(Stored data entries)
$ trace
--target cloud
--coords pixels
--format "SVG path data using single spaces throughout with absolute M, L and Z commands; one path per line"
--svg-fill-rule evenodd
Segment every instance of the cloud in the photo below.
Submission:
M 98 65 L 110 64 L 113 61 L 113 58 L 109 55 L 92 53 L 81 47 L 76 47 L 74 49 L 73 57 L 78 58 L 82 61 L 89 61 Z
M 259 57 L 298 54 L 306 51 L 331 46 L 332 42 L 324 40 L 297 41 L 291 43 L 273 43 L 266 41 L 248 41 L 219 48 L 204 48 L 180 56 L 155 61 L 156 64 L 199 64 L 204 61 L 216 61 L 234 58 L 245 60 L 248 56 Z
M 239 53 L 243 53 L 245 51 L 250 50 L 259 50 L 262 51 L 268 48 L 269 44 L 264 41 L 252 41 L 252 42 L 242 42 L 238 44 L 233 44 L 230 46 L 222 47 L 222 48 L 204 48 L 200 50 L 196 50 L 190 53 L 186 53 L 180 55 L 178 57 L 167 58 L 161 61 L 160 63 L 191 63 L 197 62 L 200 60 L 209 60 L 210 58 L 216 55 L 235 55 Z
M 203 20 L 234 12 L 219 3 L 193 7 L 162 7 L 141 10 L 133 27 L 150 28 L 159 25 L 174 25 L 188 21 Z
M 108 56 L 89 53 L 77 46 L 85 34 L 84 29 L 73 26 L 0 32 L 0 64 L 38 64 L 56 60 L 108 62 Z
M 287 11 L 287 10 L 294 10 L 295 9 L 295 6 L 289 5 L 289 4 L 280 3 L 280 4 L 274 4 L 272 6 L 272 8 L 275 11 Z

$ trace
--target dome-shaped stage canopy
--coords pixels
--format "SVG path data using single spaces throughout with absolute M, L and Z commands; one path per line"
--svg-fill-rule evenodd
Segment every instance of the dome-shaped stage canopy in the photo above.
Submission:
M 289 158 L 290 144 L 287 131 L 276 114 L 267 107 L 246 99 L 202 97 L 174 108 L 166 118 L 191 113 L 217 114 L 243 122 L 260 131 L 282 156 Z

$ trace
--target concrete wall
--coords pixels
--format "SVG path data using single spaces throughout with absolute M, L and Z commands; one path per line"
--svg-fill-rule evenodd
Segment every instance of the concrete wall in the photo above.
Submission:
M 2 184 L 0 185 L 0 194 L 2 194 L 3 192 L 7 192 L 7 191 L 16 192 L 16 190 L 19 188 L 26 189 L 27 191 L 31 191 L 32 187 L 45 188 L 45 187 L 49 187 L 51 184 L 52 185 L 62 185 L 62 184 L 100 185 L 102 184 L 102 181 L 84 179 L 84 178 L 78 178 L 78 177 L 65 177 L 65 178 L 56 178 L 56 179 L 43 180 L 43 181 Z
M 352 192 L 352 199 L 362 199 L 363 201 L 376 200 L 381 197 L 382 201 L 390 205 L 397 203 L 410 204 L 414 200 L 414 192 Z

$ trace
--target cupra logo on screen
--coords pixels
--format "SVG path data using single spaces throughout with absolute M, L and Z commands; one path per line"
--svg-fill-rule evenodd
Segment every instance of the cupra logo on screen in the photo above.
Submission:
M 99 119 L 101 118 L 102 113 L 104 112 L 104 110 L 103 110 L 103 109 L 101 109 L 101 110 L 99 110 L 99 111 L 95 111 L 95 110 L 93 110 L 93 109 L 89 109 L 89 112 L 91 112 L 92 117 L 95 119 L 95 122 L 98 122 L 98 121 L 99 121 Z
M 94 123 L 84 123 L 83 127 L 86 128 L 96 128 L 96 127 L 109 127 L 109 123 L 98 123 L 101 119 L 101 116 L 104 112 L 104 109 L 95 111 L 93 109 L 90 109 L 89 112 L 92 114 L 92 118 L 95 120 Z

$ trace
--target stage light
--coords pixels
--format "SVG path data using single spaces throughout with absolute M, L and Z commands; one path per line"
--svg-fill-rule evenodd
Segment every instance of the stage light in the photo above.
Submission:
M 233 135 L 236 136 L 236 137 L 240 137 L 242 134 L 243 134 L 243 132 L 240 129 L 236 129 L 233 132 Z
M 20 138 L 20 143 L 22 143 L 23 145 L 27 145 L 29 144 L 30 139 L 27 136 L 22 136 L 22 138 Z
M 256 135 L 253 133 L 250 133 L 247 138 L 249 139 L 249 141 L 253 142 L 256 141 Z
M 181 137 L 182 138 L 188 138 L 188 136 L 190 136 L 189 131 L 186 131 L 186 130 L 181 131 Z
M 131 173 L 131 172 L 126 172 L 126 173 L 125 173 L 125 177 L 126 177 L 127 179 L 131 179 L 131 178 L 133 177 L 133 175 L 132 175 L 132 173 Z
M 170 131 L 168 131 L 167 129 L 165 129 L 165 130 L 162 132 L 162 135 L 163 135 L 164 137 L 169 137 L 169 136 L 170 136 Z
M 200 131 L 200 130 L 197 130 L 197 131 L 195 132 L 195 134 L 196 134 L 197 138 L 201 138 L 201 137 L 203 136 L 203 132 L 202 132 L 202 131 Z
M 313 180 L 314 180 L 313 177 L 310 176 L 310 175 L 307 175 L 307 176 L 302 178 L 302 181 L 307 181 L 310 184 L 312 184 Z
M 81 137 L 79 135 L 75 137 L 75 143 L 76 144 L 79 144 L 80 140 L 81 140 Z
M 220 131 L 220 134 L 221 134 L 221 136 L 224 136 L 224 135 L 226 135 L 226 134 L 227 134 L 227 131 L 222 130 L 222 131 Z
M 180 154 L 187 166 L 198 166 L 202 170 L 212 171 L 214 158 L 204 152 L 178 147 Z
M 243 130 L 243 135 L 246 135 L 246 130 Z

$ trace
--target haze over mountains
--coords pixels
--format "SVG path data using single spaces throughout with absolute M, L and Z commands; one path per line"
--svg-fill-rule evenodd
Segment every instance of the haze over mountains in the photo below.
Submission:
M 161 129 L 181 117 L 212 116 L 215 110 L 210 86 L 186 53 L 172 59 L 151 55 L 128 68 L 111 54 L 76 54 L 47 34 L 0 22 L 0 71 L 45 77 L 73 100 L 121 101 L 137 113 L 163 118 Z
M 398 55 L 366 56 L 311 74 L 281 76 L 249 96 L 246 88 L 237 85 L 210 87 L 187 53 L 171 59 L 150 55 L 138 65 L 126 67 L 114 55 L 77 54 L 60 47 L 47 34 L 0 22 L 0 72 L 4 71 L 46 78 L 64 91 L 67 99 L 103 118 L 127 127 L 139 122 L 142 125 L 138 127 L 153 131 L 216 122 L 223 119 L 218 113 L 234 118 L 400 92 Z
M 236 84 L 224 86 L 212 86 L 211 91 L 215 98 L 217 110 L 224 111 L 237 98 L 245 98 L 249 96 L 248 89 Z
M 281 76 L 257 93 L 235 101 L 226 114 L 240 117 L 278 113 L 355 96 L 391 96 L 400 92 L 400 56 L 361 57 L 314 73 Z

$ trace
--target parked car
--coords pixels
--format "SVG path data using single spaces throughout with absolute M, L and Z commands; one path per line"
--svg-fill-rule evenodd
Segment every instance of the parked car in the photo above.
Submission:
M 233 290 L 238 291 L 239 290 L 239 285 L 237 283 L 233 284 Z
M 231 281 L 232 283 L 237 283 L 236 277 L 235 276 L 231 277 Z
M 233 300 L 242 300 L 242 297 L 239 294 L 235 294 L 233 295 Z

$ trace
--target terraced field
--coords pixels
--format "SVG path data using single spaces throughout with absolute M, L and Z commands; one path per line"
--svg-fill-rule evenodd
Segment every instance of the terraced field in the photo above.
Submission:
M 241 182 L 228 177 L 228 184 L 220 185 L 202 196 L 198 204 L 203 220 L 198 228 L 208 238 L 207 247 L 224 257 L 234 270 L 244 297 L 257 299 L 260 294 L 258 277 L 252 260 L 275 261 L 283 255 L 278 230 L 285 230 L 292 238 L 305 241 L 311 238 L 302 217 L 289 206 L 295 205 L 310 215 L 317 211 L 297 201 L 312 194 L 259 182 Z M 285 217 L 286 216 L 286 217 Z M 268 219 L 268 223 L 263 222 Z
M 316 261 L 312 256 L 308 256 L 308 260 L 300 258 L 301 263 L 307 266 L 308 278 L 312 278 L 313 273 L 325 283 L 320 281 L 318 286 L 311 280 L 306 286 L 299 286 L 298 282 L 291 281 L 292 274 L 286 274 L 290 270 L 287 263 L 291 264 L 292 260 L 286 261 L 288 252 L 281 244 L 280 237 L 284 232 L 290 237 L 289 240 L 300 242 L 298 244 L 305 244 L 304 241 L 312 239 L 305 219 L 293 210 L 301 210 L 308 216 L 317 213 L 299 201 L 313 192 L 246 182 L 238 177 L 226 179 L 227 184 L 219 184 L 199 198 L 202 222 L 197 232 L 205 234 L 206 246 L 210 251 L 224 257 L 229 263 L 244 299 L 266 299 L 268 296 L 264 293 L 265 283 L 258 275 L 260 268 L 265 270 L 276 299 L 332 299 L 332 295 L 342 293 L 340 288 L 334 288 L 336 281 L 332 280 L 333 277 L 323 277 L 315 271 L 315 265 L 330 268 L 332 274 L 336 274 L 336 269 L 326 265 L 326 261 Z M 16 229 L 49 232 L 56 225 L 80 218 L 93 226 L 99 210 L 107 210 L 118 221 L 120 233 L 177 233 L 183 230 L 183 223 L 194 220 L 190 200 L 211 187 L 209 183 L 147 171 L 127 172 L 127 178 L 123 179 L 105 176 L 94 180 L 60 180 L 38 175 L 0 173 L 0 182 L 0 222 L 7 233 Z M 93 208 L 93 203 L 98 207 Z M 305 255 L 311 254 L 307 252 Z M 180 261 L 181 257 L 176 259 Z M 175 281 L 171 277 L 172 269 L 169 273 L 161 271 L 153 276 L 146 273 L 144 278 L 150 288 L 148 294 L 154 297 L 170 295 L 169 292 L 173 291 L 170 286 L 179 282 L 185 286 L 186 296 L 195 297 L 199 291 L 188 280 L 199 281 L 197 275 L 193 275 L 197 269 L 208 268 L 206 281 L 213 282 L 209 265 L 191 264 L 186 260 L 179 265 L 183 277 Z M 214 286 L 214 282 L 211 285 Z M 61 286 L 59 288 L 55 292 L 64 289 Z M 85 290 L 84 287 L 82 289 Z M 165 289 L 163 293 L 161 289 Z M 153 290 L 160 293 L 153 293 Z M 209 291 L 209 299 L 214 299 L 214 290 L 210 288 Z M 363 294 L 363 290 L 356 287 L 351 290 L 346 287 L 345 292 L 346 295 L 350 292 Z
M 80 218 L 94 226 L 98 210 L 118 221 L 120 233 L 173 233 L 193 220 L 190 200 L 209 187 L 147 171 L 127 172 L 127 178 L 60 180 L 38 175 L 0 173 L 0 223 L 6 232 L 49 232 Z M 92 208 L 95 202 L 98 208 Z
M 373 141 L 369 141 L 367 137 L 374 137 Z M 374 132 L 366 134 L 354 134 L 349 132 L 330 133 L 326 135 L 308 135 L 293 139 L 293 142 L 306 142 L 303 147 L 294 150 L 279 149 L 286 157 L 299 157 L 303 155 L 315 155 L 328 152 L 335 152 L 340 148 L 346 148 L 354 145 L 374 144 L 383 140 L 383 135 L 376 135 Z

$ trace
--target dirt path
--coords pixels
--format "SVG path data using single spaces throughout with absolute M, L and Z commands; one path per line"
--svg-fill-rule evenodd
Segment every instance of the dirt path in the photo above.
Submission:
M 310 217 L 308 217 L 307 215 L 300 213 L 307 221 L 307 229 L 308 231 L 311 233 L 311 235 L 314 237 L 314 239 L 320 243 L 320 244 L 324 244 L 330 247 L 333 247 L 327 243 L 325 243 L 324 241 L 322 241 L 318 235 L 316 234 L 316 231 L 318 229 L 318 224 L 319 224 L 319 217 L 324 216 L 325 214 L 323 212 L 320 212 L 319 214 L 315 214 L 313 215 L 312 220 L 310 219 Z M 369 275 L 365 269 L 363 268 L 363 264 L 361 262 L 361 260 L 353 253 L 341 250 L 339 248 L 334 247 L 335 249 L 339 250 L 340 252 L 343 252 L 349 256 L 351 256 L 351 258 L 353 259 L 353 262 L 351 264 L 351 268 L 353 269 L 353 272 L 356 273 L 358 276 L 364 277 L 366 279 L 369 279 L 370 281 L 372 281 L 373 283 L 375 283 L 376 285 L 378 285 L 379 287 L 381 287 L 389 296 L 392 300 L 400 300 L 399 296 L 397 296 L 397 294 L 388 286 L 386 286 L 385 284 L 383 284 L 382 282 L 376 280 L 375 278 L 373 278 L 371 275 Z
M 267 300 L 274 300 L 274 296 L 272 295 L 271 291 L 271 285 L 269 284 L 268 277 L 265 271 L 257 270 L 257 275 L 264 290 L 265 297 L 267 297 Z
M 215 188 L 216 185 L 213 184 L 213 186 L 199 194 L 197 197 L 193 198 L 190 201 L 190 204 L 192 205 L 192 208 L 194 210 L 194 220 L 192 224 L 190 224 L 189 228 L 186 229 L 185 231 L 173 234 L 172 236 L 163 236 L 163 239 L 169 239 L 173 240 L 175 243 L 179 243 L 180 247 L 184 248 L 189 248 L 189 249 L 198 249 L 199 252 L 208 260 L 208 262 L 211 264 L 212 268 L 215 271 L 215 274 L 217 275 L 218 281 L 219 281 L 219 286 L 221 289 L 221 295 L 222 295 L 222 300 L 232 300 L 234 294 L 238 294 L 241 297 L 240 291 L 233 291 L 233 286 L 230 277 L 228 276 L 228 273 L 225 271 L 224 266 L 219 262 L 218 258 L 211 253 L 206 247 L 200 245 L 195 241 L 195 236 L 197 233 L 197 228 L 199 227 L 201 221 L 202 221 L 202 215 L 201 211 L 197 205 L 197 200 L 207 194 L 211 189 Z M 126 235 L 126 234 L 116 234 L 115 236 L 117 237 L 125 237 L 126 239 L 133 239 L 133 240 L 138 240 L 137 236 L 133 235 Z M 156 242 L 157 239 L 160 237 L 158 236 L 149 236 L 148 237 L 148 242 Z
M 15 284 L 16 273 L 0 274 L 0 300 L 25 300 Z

TASK ITEM:
Count the lines of the data that contain the string "logo", and reply with that number alone.

ANSWER TO THIS EXERCISE:
2